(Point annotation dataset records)
((
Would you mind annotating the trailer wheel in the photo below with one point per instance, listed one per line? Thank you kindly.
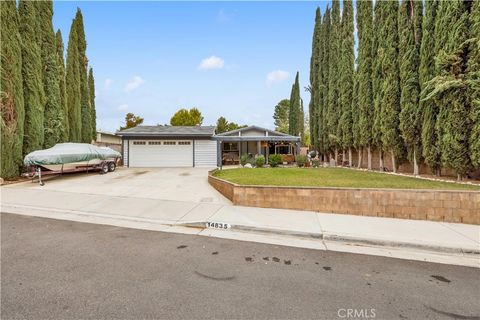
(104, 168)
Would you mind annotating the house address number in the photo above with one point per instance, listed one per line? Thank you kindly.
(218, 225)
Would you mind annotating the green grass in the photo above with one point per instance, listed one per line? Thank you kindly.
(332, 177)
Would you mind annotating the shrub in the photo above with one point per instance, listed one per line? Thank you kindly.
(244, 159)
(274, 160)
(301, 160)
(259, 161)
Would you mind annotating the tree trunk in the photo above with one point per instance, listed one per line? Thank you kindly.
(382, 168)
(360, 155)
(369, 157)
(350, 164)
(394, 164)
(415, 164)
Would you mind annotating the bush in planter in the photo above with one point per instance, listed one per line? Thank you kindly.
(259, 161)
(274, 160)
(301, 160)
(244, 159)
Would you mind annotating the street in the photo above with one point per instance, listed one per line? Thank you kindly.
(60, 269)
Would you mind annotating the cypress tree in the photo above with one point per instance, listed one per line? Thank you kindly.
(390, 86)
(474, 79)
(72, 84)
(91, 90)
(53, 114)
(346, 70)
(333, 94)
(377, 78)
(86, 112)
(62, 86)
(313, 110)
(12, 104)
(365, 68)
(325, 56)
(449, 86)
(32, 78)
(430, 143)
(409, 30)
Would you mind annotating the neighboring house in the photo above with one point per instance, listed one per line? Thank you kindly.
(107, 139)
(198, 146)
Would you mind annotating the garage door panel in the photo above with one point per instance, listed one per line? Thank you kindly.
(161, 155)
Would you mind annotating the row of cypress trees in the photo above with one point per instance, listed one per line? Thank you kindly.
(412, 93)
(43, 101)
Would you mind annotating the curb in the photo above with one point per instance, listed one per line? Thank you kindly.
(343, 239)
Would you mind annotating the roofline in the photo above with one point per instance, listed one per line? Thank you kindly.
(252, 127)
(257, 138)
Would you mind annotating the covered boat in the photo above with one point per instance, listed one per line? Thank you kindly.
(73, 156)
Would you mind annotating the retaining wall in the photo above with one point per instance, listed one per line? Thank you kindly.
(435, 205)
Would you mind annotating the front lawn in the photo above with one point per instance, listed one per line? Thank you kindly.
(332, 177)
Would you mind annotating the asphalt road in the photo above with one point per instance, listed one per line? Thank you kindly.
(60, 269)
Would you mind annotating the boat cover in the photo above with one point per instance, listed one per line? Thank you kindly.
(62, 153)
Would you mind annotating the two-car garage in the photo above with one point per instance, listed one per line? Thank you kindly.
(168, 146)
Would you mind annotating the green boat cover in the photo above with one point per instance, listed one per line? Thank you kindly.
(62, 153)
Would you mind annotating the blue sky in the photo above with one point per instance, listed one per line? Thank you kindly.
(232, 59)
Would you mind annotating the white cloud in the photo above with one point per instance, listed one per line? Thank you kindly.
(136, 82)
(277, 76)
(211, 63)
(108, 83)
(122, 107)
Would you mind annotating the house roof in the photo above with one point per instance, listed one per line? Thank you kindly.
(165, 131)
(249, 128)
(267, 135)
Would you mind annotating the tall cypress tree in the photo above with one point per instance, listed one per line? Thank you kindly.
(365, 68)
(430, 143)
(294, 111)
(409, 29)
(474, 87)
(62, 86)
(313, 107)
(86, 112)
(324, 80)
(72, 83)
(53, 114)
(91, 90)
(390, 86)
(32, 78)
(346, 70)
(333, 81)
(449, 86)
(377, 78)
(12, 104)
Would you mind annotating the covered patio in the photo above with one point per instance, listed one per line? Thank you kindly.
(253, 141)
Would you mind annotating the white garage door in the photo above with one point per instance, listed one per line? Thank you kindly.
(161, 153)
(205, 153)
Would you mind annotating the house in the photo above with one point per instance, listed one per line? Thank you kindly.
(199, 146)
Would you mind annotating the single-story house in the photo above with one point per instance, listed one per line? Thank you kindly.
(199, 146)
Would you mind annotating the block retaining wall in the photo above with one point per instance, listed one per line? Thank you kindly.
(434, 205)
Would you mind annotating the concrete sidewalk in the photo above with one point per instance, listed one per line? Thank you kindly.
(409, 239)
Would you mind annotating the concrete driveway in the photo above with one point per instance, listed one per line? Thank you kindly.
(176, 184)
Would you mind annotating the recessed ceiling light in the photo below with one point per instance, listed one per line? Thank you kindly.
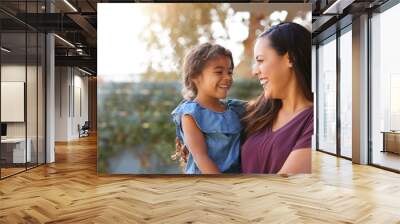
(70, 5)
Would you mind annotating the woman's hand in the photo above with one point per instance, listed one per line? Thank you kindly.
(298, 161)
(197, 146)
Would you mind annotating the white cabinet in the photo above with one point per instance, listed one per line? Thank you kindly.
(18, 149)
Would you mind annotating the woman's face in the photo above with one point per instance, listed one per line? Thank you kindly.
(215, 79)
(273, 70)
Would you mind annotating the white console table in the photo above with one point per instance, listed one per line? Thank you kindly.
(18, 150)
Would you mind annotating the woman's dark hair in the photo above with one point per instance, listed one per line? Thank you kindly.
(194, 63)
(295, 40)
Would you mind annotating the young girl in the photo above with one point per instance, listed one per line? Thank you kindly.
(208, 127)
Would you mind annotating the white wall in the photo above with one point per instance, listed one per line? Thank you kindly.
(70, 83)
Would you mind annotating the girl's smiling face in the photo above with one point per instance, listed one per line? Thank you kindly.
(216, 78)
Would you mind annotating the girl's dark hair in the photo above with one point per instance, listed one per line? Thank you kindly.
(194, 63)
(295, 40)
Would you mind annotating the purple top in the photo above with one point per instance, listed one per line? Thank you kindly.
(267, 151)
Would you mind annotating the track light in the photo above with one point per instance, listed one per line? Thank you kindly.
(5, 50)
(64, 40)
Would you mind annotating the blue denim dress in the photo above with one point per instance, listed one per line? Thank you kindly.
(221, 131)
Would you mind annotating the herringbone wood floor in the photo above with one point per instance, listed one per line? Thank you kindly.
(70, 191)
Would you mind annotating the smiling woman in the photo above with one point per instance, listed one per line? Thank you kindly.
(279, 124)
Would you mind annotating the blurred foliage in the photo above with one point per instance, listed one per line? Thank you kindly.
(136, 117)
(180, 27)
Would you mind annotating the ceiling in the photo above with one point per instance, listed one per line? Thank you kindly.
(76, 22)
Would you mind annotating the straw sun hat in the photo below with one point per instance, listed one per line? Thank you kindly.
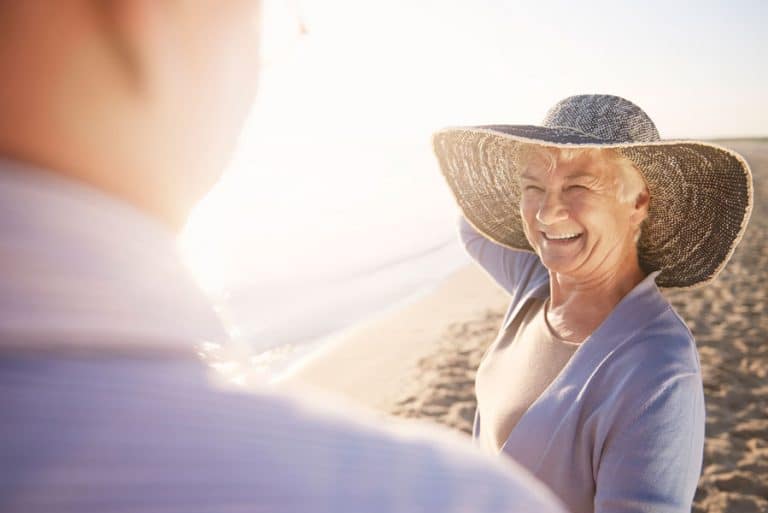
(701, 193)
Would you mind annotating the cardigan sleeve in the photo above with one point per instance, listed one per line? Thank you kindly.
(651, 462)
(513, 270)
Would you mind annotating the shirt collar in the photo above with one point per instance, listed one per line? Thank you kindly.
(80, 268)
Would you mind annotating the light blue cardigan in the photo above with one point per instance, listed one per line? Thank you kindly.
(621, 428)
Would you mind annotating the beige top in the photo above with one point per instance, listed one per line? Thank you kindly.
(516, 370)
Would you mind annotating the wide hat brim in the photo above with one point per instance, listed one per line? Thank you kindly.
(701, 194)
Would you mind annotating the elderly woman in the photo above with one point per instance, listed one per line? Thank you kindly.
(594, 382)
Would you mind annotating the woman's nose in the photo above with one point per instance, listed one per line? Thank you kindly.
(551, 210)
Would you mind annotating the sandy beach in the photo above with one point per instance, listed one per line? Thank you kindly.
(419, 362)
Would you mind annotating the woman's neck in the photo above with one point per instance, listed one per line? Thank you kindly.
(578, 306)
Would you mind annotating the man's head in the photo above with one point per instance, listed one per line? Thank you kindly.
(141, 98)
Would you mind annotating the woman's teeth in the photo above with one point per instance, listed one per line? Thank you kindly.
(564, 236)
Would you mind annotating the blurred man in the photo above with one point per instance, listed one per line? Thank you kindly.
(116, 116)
))
((
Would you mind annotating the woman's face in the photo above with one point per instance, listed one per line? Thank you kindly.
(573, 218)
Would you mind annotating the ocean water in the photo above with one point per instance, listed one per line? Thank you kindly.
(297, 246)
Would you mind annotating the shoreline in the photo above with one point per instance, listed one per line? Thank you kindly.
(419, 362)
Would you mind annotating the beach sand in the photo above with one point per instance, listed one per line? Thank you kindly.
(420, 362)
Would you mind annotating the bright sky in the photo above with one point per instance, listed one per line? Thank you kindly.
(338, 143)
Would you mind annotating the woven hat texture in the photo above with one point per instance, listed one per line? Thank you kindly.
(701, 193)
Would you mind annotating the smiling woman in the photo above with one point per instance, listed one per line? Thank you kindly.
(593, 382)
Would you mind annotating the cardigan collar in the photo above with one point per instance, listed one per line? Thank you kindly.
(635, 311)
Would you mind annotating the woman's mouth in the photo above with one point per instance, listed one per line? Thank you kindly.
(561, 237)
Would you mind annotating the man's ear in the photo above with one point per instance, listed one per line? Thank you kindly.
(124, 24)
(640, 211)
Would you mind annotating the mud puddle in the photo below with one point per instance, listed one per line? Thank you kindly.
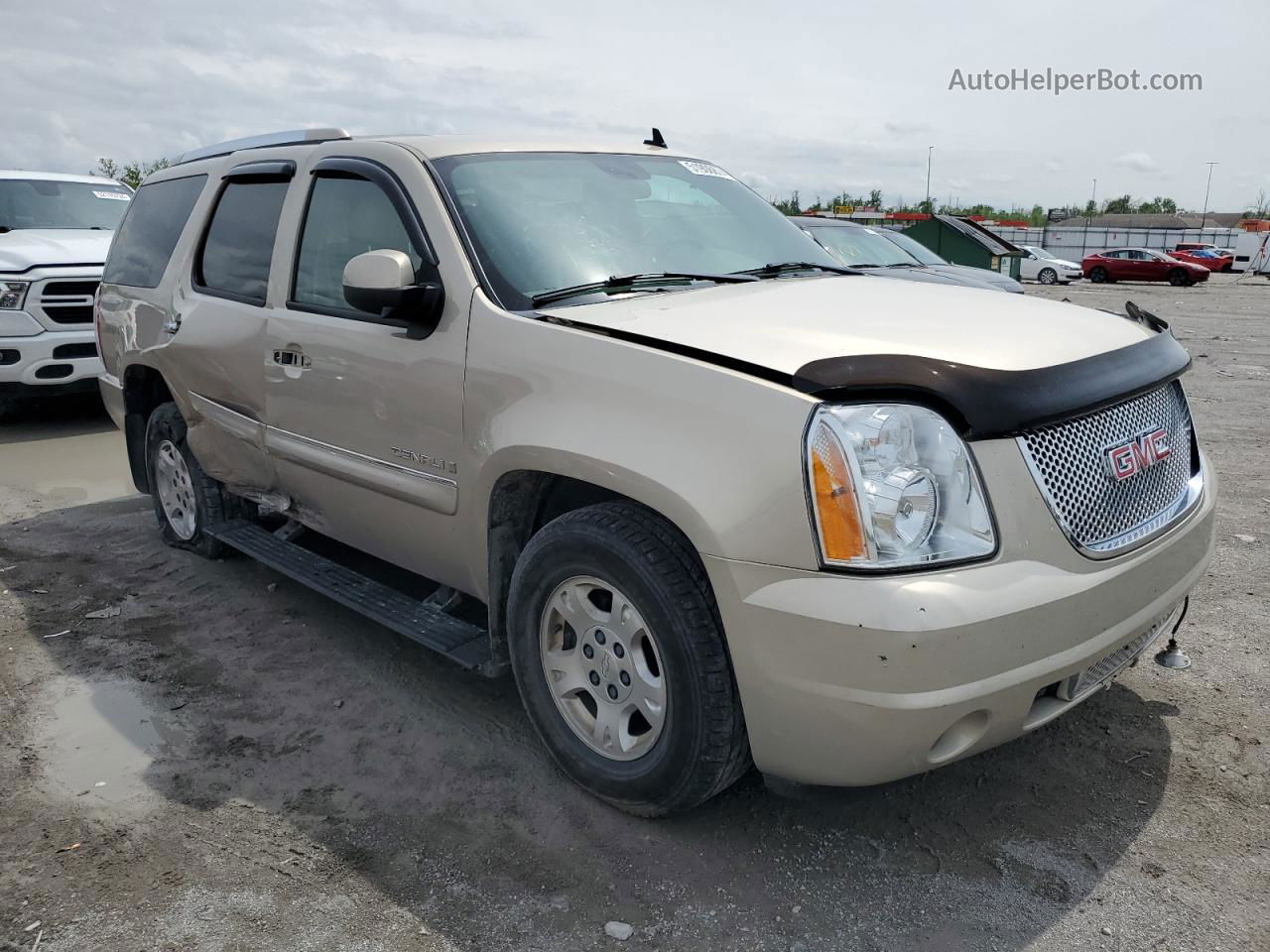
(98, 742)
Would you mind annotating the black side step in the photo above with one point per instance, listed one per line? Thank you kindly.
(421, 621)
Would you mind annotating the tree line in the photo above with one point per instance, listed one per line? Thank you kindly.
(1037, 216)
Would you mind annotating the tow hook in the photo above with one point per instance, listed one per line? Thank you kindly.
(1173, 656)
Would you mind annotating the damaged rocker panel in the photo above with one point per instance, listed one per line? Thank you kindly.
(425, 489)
))
▸ GIVEN EXERCISE:
Repeat the records from the line containing "Would you mind annotating the mud" through the line containing "(1173, 656)", including both of those lines, and omit the pictures from your answer.

▸ TASK RESULT:
Would you mind annotating the mud puddle in the photo below with one point per instance, listed one per line? Thank you kindly.
(98, 742)
Would you mind annotating the black side step in the photo above with one point per instance, listed one per line? Thank you kindly.
(421, 621)
Would you mind annotating the tree line in the photo above with one point per instance, listed one per line? Thank you kindly.
(1037, 216)
Would you mind annotating the tow hook in the photo above with one point per instance, listed one per line? Thank you kindly.
(1173, 656)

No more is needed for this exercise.